13 Mart 2021

Bu mavrayı ben değil, devlet yazdı

Devlet otoritesi çiğnendi, milletin yüzde 99,9'ununun kesin ve candan desteğini elinde tutan, sırtında hisseden yüce AKP reisinin itibarına kesin ve hain bir terör saldırısıydı bu...

Türkiye Cumhuriyeti'nin cumhurbaşkanlığı forsunda her biri bir yıldızla simgelenen, tarih boyunca kurulmuş 16 Türk "devleti"ni batırdıktan sonra elde kalan sonuncu ve 17'nci yüce Türk devleti bu haftanın ilk günü çok büyük bir tehlike geçirdi; çok ciddi bir beka sorunu yaşadı.

Ama AKP Reisi ve Cumhur'un Başkanı Recep Tayyip Erdoğan'ın, onun ülkenin iç güvenliğini emanet ettiği Süleyman Soylu'nun ve Reis'in eski hasmı, şimdiki yakın dostu, desteği, koltuk değneği, iktidar ortağı Devlet Bahçeli'nin basiretli çabaları ile o zorlu günden yüce devletimiz kazasız belasız, kusursuz, hasarsız çıkmayı başardı.

8 Mart 2021 Pazartesi gününden söz ettiğimi sanırım hepiniz anladınız.

Hain saldırı İstanbul'un yüce devletimiz açısından her zaman sorunlu hatta zararlı insanların yaşadığı Cihangir semtinin bir parçası sayılan Sıraselviler Caddesi'nde başladı. Tehlike büyüktü. Çünkü bu kez görece sakin, efendi, şiddetten uzak duran "errrkekkk"ler eyleme hemen hemen hiç katılmadı. Buna karşılık gözü dönmüş, terörist, Reis'in 18 yıllık iktidarında tam 15 bin 557 erkeği acımasızca öldüren kadınlar sokakları doldurmuştu.

[Veri alıntıları]:
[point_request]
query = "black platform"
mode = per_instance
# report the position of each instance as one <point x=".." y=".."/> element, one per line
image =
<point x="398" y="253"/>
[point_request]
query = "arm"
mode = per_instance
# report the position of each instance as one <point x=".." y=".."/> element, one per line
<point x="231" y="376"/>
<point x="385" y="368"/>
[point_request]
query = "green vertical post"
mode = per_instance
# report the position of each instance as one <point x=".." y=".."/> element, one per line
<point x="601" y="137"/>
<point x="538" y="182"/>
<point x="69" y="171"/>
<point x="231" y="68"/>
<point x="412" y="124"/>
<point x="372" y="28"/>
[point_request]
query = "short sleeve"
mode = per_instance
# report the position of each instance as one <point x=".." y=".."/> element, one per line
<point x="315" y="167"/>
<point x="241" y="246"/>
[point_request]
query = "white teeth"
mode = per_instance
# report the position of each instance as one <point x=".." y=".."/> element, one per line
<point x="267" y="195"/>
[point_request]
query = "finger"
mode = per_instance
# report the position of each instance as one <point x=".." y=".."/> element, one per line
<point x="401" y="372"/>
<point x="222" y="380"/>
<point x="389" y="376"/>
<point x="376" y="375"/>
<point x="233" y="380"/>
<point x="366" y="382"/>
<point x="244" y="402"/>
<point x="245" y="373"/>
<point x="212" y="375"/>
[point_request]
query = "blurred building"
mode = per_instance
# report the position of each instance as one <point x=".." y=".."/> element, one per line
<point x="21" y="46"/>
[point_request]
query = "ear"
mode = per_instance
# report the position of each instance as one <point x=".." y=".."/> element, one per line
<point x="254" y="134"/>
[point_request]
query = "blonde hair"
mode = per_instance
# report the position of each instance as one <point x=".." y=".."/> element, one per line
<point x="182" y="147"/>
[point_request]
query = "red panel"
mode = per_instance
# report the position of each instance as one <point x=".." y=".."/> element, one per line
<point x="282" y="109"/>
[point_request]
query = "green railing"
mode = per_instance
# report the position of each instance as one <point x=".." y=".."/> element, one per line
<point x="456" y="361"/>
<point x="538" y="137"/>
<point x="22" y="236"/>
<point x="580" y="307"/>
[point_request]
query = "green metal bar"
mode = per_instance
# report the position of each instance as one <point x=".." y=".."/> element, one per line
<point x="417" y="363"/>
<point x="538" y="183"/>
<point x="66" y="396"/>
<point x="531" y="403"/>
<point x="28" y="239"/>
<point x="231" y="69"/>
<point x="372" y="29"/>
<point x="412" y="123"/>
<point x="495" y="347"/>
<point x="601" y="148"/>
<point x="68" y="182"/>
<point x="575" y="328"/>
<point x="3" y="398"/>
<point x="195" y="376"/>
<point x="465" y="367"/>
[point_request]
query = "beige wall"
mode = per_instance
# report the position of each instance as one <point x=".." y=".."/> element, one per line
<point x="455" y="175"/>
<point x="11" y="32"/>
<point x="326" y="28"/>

[Amaç]: Mavra yazısında "Türkiye Cumhuriyeti'nin cumhurbaşkanlığı" ile başlayıp "hasarsız çıkmayı başardı." ile biten bölümü, "beka sorunu" ifadesini "varoluş sorunu" diye yeniden adlandırarak tekrar yaz. Bu işte malzemenin hiçbir rolü yoktur.

[Çözüm]:
Türkiye Cumhuriyeti'nin cumhurbaşkanlığı forsunda her biri bir yıldızla simgelenen, tarih boyunca kurulmuş 16 Türk "devleti"ni batırdıktan sonra elde kalan sonuncu ve 17'nci yüce Türk devleti bu haftanın ilk günü çok büyük bir tehlike geçirdi; çok ciddi bir varoluş sorunu yaşadı.

Ama AKP Reisi ve Cumhur'un Başkanı Recep Tayyip Erdoğan'ın, onun ülkenin iç güvenliğini emanet ettiği Süleyman Soylu'nun ve Reis'in eski hasmı, şimdiki yakın dostu, desteği, koltuk değneği, iktidar ortağı Devlet Bahçeli'nin basiretli çabaları ile o zorlu günden yüce devletimiz kazasız belasız, kusursuz, hasarsız çıkmayı başardı.